-- Opening Marker --
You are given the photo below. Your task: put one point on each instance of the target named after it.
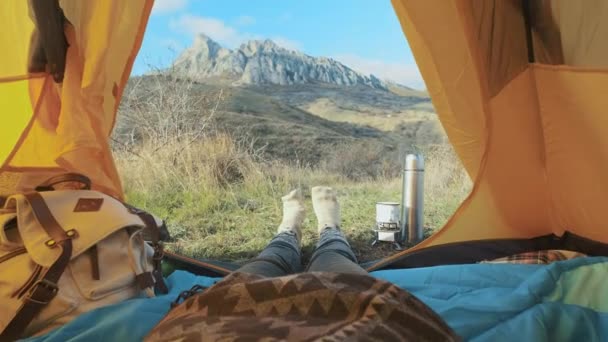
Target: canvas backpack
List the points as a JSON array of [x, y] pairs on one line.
[[66, 252]]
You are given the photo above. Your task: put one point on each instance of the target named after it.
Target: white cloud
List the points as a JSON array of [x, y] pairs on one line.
[[287, 43], [245, 20], [285, 17], [168, 6], [403, 73], [214, 28], [224, 34]]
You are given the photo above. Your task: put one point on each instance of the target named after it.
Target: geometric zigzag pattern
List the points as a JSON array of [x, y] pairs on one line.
[[302, 307]]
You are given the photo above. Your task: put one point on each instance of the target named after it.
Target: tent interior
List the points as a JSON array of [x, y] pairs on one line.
[[518, 87]]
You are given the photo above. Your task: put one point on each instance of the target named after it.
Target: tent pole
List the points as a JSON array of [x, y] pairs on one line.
[[526, 8]]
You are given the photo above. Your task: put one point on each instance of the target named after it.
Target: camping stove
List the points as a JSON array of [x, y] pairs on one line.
[[388, 227]]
-- Closing Marker --
Exercise aim
Nothing but the pictures is to be left out; repeat the data exactly.

Task solution
You are given the photo below. Your task: put one point on each instance of the target named after it.
Target: canvas backpack
List the points as a JSON array of [x, y] pairs on one line.
[[66, 252]]
You are given the photo above. Your task: put one point on each instance of the target named after it.
Target: white cloud
List the points as a JSON array of [x, y] pairs on one line.
[[287, 43], [245, 20], [285, 17], [168, 6], [403, 73], [214, 28], [224, 34]]
You are given the photo above. Your task: put one point on each instance of the target named after it.
Target: geometric zigzag pattern
List the points as a JSON array of [x, y] pairs on one line.
[[302, 307]]
You are given the photo above. Your task: put one point on each instance of the target named after it.
Target: tent interior
List the points as a JSON array of [x, y] pairs on one line.
[[518, 87]]
You are given the photo above. Your task: put one point on each instance of the target named after it.
Target: tent pole
List the points as a JSON array of [x, y] pairs on one line.
[[526, 8]]
You are given the photo above. Your task: put one point on each instance of the target named after it.
Target: camping stove
List the points as a JSON array of [x, y] pairs on one line.
[[388, 227]]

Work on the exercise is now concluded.